■ SET PROBLEM A: Please rewrite the entries below with "rose" replacing "pink flower", keeping everything else the same.

*** PASSAGE GIVEN

In an example system, SCTE data demarcating an ad in a media stream could be carried in or with the media stream in various ways. For instance, the SCTE data could be carried in packet headers or special packets of a transport stream that carries the media stream. Or the SCTE data could be carried within the media payload itself, such as in the form of ancillary data (e.g., vertical ancillary data (VANC)) embedded in the serial digital interface (SDI), among other possibilities.
The SCTE data could take the form of an extensible markup language (XML) data set and could include information such the start time and end time of an upcoming ad in the media stream, a universal program ID (UPID), advertisement ID (Ad-ID) or the like. Without limitation, for instance, where the SCTE data is included at or with a particular frame of the media stream, the SCTE data could have a pre-roll field that carries a frame-accurate indication of which upcoming frame (e.g., how many frames ahead) in the media stream is the start of the ad or that otherwise indicates the start time of the ad, and that specifies the ad's end or duration, as well as ad-identification information. Alternatively, other forms of such data could be provided in other ways.
SCTE data could be included in or with a media stream to enable MVPDs to carry out ad replacement, or for other purposes. For instance, a national broadcaster or other content provider could provide a packet-based transport stream that carries media stream including core program content and additionally including a commercial break defining a national ad. Further, per agreements with MVPDs, the national broadcaster could permit each MVPD to replace the included national ad with a local ad specific to the MVPD's market area. And to facilitate this, the national broadcaster could insert into the transport stream one or more SCTE packets or other such data that designate when the local ad replacement is to start and end. Other reasons for the presence of SCTE data could be possible as well.
In an example implementation of the present ad-harvesting process, as the reference-fingerprint-generation engine 208 generates reference fingerprints representing a media stream being distributed, the reference-fingerprint-generation engine 208 could also detect this SCTE data carried in or with the media stream. For instance, the reference-fingerprint-generation engine 208 could regularly monitor for the presence of SCTE data or the like, based on finding predefined SCTE data headers for instance, and could thereby detect the presence of the SCTE data.
In response to detecting the SCTE data, the reference-fingerprint-generation engine 208 could then obtain from the SCTE data the ad timing and identification information, and the reference-fingerprint-generation engine 208 could provide that obtained ad timing and identification information to the ad indexer 214, to enable the ad indexer to populate the ad-inventory database 212 with the associated set of reference fingerprints as the set of ad fingerprints representing the ad. (Alternatively, the reference-fingerprint-generation engine 208 itself could carry out this aspect of the process as well.)
The ad indexer 214 could then use the provided ad-timing information as a basis to identify from the established reference fingerprints the set of reference fingerprints that represent the ad. For instance, if the ad-timing information indicates the start and end frames and/or timestamps of the ad in the media stream, then the ad indexer 214 could determine the reference fingerprints representing the frames of the media stream from that start frame or time to that end frame or time to be the set of ad fingerprints representing the ad.

******
*** INPUT RECORDS

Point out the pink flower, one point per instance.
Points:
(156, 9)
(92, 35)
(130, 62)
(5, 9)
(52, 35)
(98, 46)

******

■ SET PROBLEM B: List each abbreviation that the passage on SCTE ad data spells out in full, along with its expansion.

■ EXERCISE RESPONSE A:
Point out the rose, one point per instance.
Points:
(156, 9)
(92, 35)
(130, 62)
(5, 9)
(52, 35)
(98, 46)

■ EXERCISE RESPONSE B:
- VANC: vertical ancillary data
- SDI: serial digital interface
- XML: extensible markup language
- UPID: universal program ID
- Ad-ID: advertisement ID